Reading text →

§ §

Apache Flink runtime engine providing core distributed streaming dataflow execution, task scheduling, state management, and fault tolerance capabilities.
—
The state management system provides pluggable state backends and checkpointing mechanisms for fault tolerance and exactly-once processing guarantees. This system enables stateful stream processing applications to maintain state consistently across failures and restarts.
The primary interface for state storage and checkpointing backends. State backends determine where and how state is stored during execution and checkpointing.
public interface StateBackend extends Serializable {
<K> AbstractKeyedStateBackend<K> createKeyedStateBackend(
Environment env,
JobID jobID,
String operatorIdentifier,
TypeSerializer<K> keySerializer,
int numberOfKeyGroups,
KeyGroupRange keyGroupRange,
TaskKvStateRegistry kvStateRegistry
) throws Exception;
OperatorStateBackend createOperatorStateBackend(
Environment env,
String operatorIdentifier
) throws Exception;
CompletableFuture<CheckpointStorageLocation> resolveCheckpoint(String checkpointPointer) throws IOException;
}Factory interface for creating state backend instances from configuration.

§ §

Pointing and labeling rows →
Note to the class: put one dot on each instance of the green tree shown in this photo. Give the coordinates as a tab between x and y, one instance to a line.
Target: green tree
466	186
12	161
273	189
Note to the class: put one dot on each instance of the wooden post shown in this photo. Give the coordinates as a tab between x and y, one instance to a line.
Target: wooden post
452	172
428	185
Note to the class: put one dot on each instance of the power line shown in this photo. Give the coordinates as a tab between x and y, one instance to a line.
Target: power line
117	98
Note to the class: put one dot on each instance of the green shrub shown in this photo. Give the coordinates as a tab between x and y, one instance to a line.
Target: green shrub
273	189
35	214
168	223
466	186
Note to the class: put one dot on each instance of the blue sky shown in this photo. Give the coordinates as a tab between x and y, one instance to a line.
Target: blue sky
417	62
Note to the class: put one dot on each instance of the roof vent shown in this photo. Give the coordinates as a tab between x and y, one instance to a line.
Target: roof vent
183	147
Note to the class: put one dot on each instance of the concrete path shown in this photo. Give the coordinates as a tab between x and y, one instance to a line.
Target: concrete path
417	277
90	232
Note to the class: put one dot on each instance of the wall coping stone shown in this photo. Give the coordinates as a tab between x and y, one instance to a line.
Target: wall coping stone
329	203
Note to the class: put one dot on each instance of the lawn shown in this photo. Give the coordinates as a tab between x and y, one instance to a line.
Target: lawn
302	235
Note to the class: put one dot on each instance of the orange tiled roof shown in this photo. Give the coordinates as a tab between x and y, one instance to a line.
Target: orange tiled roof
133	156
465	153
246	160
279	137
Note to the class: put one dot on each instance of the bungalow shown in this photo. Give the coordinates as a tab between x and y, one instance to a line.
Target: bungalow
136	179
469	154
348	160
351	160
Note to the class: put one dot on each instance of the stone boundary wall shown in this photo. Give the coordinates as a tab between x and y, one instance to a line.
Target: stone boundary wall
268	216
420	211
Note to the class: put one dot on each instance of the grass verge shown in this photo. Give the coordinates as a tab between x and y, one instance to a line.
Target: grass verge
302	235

§ §

Written exercise A → Copy the passage of the Flink state management text from "Apache Flink runtime" to "execution and checkpointing.".
Written exercise B → List the parameter names that the Flink state management text gives for the createKeyedStateBackend method.

Full solution A →
Apache Flink runtime engine providing core distributed streaming dataflow execution, task scheduling, state management, and fault tolerance capabilities.
—
The state management system provides pluggable state backends and checkpointing mechanisms for fault tolerance and exactly-once processing guarantees. This system enables stateful stream processing applications to maintain state consistently across failures and restarts.
The primary interface for state storage and checkpointing backends. State backends determine where and how state is stored during execution and checkpointing.

Full solution B → env, jobID, operatorIdentifier, keySerializer, numberOfKeyGroups, keyGroupRange, kvStateRegistry